* [YOUR TASKS]:
**a)** In the forum thread about the new LOOK bike, which model does filtersweep say he is still riding?
**b)** Please pick up the forum thread about the new LOOK bike after its final line and continue it.

start QUOTED TEXT

# LOOK here......



## Rich.H (Feb 5, 2007)

Enjoy.....

http://www.youtube.com/watch?v=U22KtYErNp0

Cheers

Rich


----------



## Tinea Pedis (Aug 14, 2009)

Di2 is cool.

No more lugs


----------



## maximum7 (Apr 24, 2008)

Please oh please tell me it's either a replacement for the 586 or a new model...! 
No lugs? I'll crap their pants if the stop using lugs....
The stem with no top cap however, is very cool.


----------



## flying (Feb 17, 2004)

Here are some stills from the vid


----------



## maximum7 (Apr 24, 2008)

Thanks Flying! Very cool of you. 

Looks like the melded the square-ish shapes of the 566 with say, the 586..?


----------



## il sogno (Jul 15, 2002)

No lugs? sigh... it's a good thing I already got my lugged LOOK.


----------



## filtersweep (Feb 4, 2004)

Looks like a perversion of their old KX line and a Specialized. I am not feeling the love.

Anyone else believe these crazy styles will look hopelessly dated in a few years?


/still riding my 281. still the perfect bike.


----------



## flying (Feb 17, 2004)

il sogno said:


> No lugs? sigh... it's a good thing I already got my lugged LOOK.


 hahah I guess we are old school eh?

I feel the same & I just cant help myself. You know it started with those Trek Madones I hate the sound of those 

But this being a Look I would not turn a test ride down if offered one...Ya never know.


----------



## flying (Feb 17, 2004)

maximum7 said:


> Thanks Flying! Very cool of you.
> 
> Looks like the melded the square-ish shapes of the 566 with say, the 586..?



No problemo...guess I should have resized them for width eh? 

It is interesting & I would like to see one up close

Does have that kink in the TT like the 566


----------



## GrandpaBob (Jan 8, 2009)

end QUOTED TEXT
start RECORDS PROVIDED

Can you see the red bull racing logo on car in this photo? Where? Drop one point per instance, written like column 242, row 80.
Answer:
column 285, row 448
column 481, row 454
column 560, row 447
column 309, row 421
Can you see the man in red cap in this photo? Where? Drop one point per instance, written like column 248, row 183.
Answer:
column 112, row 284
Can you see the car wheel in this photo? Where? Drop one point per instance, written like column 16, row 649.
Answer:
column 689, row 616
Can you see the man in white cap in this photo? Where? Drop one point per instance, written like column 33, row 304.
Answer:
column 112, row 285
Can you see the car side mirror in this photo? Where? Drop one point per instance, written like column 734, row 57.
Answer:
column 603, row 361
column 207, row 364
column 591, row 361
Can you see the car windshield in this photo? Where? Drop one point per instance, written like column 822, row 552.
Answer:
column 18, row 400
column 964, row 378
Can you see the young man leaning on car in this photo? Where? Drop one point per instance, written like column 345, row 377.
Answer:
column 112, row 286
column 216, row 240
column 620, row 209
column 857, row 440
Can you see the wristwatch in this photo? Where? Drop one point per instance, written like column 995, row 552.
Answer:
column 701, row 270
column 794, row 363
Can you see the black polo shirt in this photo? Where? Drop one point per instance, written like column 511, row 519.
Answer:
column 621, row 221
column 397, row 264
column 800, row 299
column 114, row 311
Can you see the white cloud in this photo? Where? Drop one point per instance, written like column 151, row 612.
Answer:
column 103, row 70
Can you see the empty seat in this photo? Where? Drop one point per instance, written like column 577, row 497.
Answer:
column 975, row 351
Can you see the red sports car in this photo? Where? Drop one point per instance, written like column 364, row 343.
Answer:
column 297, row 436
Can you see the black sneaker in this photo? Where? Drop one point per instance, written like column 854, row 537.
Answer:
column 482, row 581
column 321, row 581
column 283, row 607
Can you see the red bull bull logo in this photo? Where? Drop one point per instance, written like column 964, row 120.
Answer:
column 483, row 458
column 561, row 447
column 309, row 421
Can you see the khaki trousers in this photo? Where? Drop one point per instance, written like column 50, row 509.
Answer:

end RECORDS PROVIDED

* [TASK ANSWERS]:
**a)** His 281, which he calls still the perfect bike.

**b)**
I do like the look of the head tube and how the stem fits, but no lugs? Almost starting to look like a Trek, and I don't like Trek. About a year from now I'll be able to buy a lugged 595.


----------



## il sogno (Jul 15, 2002)

flying said:


> hahah I guess we are old school eh?
> 
> I feel the same & I just cant help myself. You know it started with those Trek Madones I hate the sound of those


Exactly. Those monocoque frames are so noisy.


----------



## Chris Keller (May 19, 2008)

It looks nice and seems to have some interesting/appealing technology...but hope it's not like a Trek...pleck!!

I happen to like the KX Light...got one that has never been built off ebay and I plan on building up later this year. 

I'll be keeping my 595 Ultra!!! but I won't pass up a test ride on this baby.


----------



## jasjas (Dec 16, 2009)

at first glance, looks like a TREK, would prefer to have a choice over the stem(maybe you can, dont know how integrated it is) and how could it poss ride any better than my 595? which is sublime. Maybe its carbon wrapped lugs? nah!
anyone make out if its got an ISP ?


----------



## ewitz (Sep 11, 2002)

Missing one big thing:



Looks like there is finally a road version of the one piece monobloc cranks


----------



## a_avery007 (Jul 1, 2008)

looks like they merged a Cervelo R3 with a 566..lol

still would not mind riding one at all....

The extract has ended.